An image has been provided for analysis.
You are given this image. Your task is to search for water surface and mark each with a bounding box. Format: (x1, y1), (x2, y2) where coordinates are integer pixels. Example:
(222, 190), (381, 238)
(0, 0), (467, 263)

--------------------------------

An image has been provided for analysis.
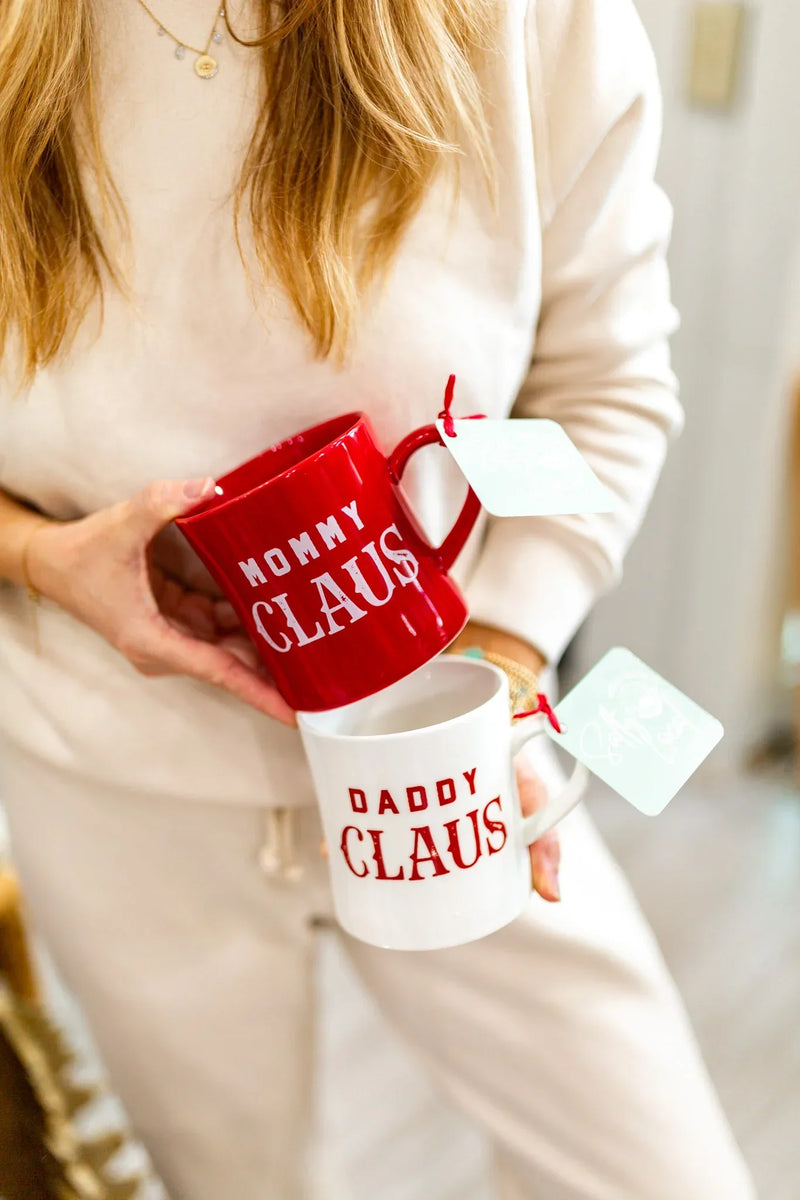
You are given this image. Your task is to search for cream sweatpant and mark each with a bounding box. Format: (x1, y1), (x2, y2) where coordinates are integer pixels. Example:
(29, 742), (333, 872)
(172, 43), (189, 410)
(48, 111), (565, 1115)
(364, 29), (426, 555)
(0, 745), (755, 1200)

--------------------------------

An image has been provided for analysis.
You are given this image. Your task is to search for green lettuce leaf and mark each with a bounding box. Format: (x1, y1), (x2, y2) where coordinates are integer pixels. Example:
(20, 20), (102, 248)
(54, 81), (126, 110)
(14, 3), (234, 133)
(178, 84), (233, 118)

--------------------------------

_WHAT YOU HAVE TO DO_:
The lines to return are those with the string "mark" in them; copy each from the entries above.

_PROBLEM SOLUTION_:
You are given this image. Your task is to search for water surface and mark each with a bounding box. Format: (x1, y1), (x2, y2) where coordinates are integer pixels. Example:
You are given this image. Your task is to search for cream sweatpant and mark each with a bounding box. Format: (x1, y1), (x2, y2) where coordinates are integer pixels. Example:
You are given this image. Your task is to search for green lettuce leaf and mark each with a bounding box. Format: (x1, y1), (x2, y2) where coordinates are integer pixels. Example:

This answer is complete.